_AIM_
Rewrite every item below with the phrase "deepest inside it" replaced by "most central within it", leaving everything else unchanged and omitting the pictures.

_DATA FOR PROCESSING_

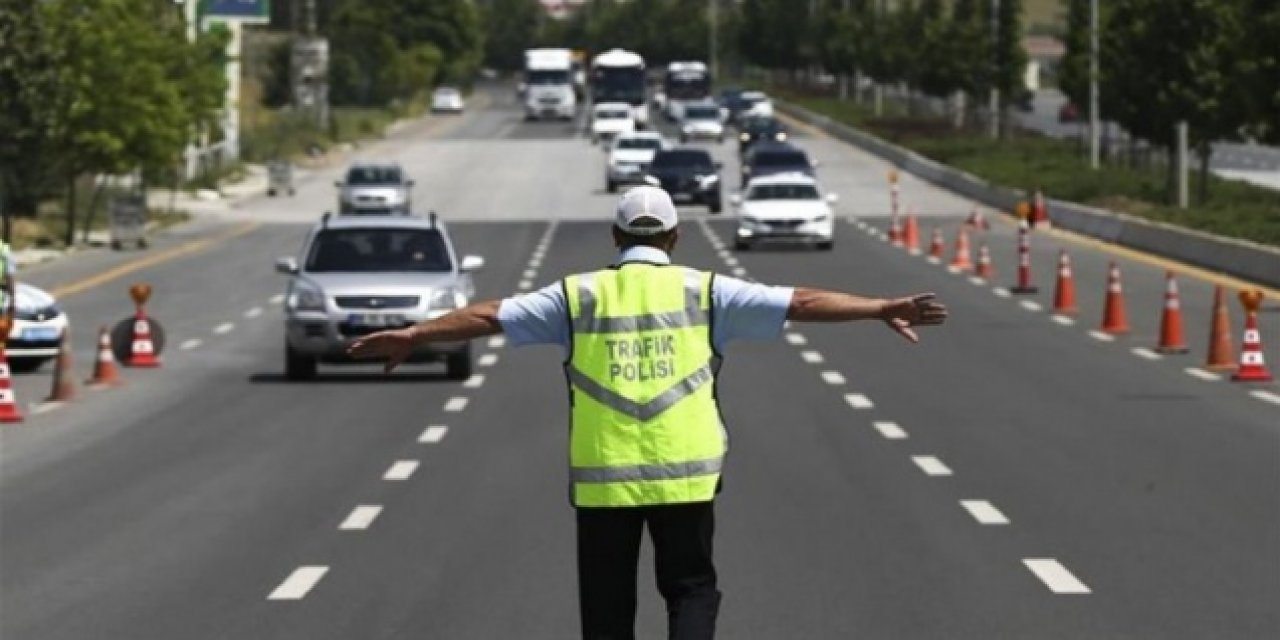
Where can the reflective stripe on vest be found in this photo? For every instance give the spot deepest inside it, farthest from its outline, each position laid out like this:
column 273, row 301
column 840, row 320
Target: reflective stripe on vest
column 645, row 426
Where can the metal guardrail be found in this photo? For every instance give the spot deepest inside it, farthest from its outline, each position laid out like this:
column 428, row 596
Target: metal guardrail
column 1243, row 259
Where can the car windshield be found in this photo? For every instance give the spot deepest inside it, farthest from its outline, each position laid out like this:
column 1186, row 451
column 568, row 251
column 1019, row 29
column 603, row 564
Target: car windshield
column 379, row 250
column 639, row 144
column 374, row 176
column 782, row 192
column 676, row 159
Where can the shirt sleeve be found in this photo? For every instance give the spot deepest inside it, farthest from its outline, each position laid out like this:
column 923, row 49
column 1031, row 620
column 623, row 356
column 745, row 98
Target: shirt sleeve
column 538, row 318
column 748, row 311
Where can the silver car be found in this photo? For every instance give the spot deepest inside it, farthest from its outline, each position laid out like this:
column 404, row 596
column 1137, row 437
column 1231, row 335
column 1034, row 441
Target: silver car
column 362, row 274
column 374, row 188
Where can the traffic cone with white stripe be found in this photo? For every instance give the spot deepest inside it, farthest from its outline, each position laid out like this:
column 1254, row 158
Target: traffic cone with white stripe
column 1252, row 369
column 1064, row 291
column 105, row 374
column 1114, row 318
column 1171, row 339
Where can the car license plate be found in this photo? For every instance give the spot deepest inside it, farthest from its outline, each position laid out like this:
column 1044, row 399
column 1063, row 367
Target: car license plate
column 376, row 320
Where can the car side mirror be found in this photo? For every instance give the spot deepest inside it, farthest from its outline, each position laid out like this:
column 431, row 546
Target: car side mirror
column 471, row 264
column 287, row 265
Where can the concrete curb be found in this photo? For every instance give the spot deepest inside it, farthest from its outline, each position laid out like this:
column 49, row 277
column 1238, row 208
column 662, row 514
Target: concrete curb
column 1242, row 259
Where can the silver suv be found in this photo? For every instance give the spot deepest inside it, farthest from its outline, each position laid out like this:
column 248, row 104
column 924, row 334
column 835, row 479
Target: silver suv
column 362, row 274
column 374, row 188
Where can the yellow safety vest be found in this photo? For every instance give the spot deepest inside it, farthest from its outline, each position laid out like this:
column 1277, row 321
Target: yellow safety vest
column 645, row 424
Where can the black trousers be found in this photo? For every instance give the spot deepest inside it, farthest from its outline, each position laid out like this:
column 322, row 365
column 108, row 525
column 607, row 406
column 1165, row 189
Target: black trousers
column 608, row 551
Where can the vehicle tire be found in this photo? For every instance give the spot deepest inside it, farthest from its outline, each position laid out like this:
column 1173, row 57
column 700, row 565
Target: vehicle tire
column 298, row 366
column 458, row 365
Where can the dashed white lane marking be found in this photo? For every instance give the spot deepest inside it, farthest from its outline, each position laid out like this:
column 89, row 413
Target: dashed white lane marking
column 1202, row 374
column 931, row 465
column 1055, row 576
column 433, row 434
column 298, row 584
column 1143, row 352
column 401, row 470
column 1265, row 396
column 858, row 401
column 361, row 517
column 890, row 430
column 984, row 512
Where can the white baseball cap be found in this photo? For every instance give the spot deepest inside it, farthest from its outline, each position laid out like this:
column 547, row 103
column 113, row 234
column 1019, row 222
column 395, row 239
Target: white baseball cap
column 643, row 202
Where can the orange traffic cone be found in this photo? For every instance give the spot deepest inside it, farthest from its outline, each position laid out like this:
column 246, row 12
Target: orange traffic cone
column 1114, row 318
column 1252, row 369
column 105, row 373
column 984, row 269
column 64, row 388
column 912, row 234
column 142, row 350
column 1221, row 356
column 961, row 261
column 1171, row 321
column 1064, row 292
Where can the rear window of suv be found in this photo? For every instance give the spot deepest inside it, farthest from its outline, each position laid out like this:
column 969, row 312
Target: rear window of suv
column 379, row 250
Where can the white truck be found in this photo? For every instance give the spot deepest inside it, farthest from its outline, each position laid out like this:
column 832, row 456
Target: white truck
column 548, row 86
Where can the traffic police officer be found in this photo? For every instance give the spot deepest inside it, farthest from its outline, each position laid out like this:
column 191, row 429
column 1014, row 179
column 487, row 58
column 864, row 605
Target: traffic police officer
column 647, row 446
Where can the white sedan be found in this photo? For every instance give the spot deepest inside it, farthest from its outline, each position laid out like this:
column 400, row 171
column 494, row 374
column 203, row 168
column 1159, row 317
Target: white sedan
column 785, row 208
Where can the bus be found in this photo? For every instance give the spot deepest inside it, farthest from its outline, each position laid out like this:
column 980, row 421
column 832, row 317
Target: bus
column 617, row 76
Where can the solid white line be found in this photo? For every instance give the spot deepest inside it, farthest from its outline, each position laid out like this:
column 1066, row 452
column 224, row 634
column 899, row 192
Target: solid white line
column 1202, row 374
column 1265, row 396
column 296, row 586
column 1055, row 576
column 858, row 401
column 890, row 430
column 433, row 434
column 1143, row 352
column 984, row 512
column 361, row 517
column 931, row 465
column 401, row 470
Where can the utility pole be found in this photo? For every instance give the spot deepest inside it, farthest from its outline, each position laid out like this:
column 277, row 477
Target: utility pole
column 1095, row 120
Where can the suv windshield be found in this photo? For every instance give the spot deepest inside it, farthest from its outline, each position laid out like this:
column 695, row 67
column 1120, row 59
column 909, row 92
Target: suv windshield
column 374, row 176
column 371, row 250
column 681, row 159
column 782, row 192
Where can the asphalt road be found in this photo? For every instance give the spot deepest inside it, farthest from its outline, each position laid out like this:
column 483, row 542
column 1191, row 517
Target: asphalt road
column 1010, row 476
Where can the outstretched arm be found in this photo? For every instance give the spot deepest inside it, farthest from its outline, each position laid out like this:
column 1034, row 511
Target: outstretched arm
column 899, row 314
column 464, row 324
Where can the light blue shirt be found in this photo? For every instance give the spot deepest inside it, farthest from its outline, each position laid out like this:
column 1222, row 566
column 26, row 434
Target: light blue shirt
column 743, row 310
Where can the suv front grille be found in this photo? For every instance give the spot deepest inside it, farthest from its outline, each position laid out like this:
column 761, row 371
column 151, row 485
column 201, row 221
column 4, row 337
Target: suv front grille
column 376, row 301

_EXERCISE SOLUTION_
Where can the reflective stripe on vest be found in this photo? For every instance give the spot most central within it, farthest from its outline, each position laid out like this:
column 273, row 301
column 840, row 320
Target: reflective stripe on vest
column 645, row 426
Where can the metal guardrail be found in this photo? For every instance give the spot most central within it, farthest from its outline, each position laid out like this:
column 428, row 596
Target: metal guardrail
column 1243, row 259
Where can the car windshield be found in this photo? For every instance give the spot most central within it, farthest from its outline, each position laid out like this:
column 1186, row 451
column 568, row 251
column 1019, row 29
column 603, row 564
Target: car windshield
column 379, row 250
column 639, row 144
column 374, row 176
column 782, row 192
column 676, row 159
Where can the shirt sleeve be found in this photo? For every instance give the spot most central within it, farthest from its outline, each position laid out like this:
column 923, row 49
column 1031, row 620
column 623, row 356
column 745, row 98
Target: shirt sleeve
column 538, row 318
column 748, row 311
Where can the silver car be found in this photo? For every instance give the spot most central within it, farthest from its outline, each position laid out like this:
column 404, row 596
column 1137, row 437
column 1231, row 335
column 1034, row 441
Target: silver car
column 362, row 274
column 374, row 188
Where can the traffic cone with white stripe be found in this photo? For every instance give the spot most central within it, farthest from its outline, each position laid out like this:
column 1254, row 158
Target: traffic cone with white stripe
column 1252, row 369
column 1064, row 291
column 105, row 374
column 1114, row 318
column 1171, row 339
Where can the car license plate be found in this photo? For every instance give the spot most central within it, farthest from its outline, each position laid out like this:
column 1044, row 399
column 1063, row 367
Target: car license plate
column 376, row 320
Where can the car side mirror be found in this photo? For every instance give the spot most central within it, farthest from its outline, each position laid out like this:
column 431, row 546
Target: car side mirror
column 471, row 264
column 287, row 265
Where can the concrete curb be found in this photo? For every instance give the spot most central within it, farthest from its outline, each position laid out like this:
column 49, row 277
column 1238, row 208
column 662, row 514
Target: concrete curb
column 1242, row 259
Where can the silver suv be found in this photo? For every instance give the spot most central within it, farthest from its outline, each position laid out like this:
column 248, row 104
column 924, row 334
column 835, row 479
Target: silver suv
column 362, row 274
column 374, row 188
Where can the yellow safety vest be found in this photo? For every instance give the spot most central within it, farthest from its outline, each position laid out like this:
column 1277, row 321
Target: yellow safety vest
column 645, row 424
Where can the black trousers be found in this photo? For every instance give the spot most central within it, farthest from its outline, each position laid out like this:
column 322, row 365
column 108, row 525
column 607, row 406
column 1165, row 189
Target: black trousers
column 608, row 551
Where can the vehicle tire be found in this photo? For every instance give the spot most central within it, farthest from its outline, each position laid out like this:
column 1173, row 57
column 700, row 565
Target: vehicle tire
column 298, row 366
column 458, row 365
Where can the dashed white lane marking be found in this photo? For every instance give the spot most central within it, farthest from its outline, each position laid out like this:
column 89, row 413
Target: dashed white lane marking
column 1202, row 374
column 931, row 465
column 1055, row 576
column 433, row 434
column 298, row 584
column 1143, row 352
column 401, row 470
column 1265, row 396
column 858, row 401
column 361, row 517
column 890, row 430
column 984, row 512
Where can the white baseball cap be found in this photo? For every instance give the spot most central within it, farthest from its outline, each position laid out like this:
column 547, row 103
column 113, row 234
column 1019, row 222
column 395, row 239
Target: white baseball cap
column 643, row 202
Where can the orange traffic cone be found in this photo? For every instance give the spot most central within it, farthest from its outline, each position laid out like this:
column 246, row 12
Target: orange traffic cone
column 1114, row 318
column 1252, row 369
column 105, row 373
column 984, row 269
column 64, row 388
column 912, row 234
column 142, row 350
column 1221, row 356
column 961, row 261
column 1171, row 321
column 1064, row 292
Where can the rear window of suv be found in this photo? For every instance give the spot most central within it, farthest from its outline, each position laid out like this:
column 969, row 312
Target: rear window of suv
column 379, row 250
Where can the white truck be found in this photo? For every instance give the spot most central within it, farthest from its outline, each position laid out like this:
column 832, row 456
Target: white truck
column 548, row 86
Where can the traffic police officer be found in this photo? For every instance give the spot most central within it, farthest from its outline, each position laid out like this:
column 191, row 429
column 1014, row 179
column 487, row 58
column 864, row 605
Target: traffic police officer
column 647, row 446
Where can the white sedan be found in this photo? For every instance give the spot most central within it, farthest from its outline, each position laid out like this:
column 400, row 171
column 494, row 374
column 203, row 168
column 1159, row 317
Target: white sedan
column 785, row 208
Where can the bus be found in this photo? For every instance give the spot most central within it, farthest from its outline, each position laid out like this:
column 980, row 421
column 832, row 317
Target: bus
column 617, row 76
Where can the solid white line be found in this photo? For every instance give the spot most central within it, farthest from its outline, each position laid out like this:
column 1066, row 452
column 224, row 634
column 899, row 192
Target: solid white line
column 1202, row 374
column 1265, row 396
column 296, row 586
column 1055, row 576
column 858, row 401
column 890, row 430
column 433, row 434
column 1143, row 352
column 984, row 512
column 361, row 517
column 931, row 465
column 401, row 470
Where can the utility pole be found in this photo? For every instance give the spot most central within it, farthest from its outline, each position laid out like this:
column 277, row 477
Target: utility pole
column 1095, row 120
Where can the suv windshield be found in this photo? For every instance give the spot most central within it, farthest from its outline, each position laid out like this:
column 695, row 67
column 1120, row 59
column 909, row 92
Target: suv windshield
column 374, row 176
column 371, row 250
column 681, row 159
column 782, row 192
Where can the asphalt road be found in this photo? For every instance give the spot most central within it, farthest from its outline, each position laid out like this:
column 483, row 542
column 1191, row 517
Target: asphalt road
column 1010, row 476
Where can the outstretched arm be found in this photo? For every instance give the spot most central within it, farthest from its outline, each position laid out like this:
column 1034, row 511
Target: outstretched arm
column 899, row 314
column 464, row 324
Where can the light blue shirt be found in this photo? For every instance give the spot most central within it, farthest from its outline, each position laid out like this:
column 1222, row 566
column 26, row 434
Target: light blue shirt
column 743, row 310
Where can the suv front grille be found in this photo? For every instance give the spot most central within it, farthest from its outline, each position laid out like this:
column 761, row 371
column 151, row 485
column 201, row 221
column 4, row 337
Target: suv front grille
column 376, row 301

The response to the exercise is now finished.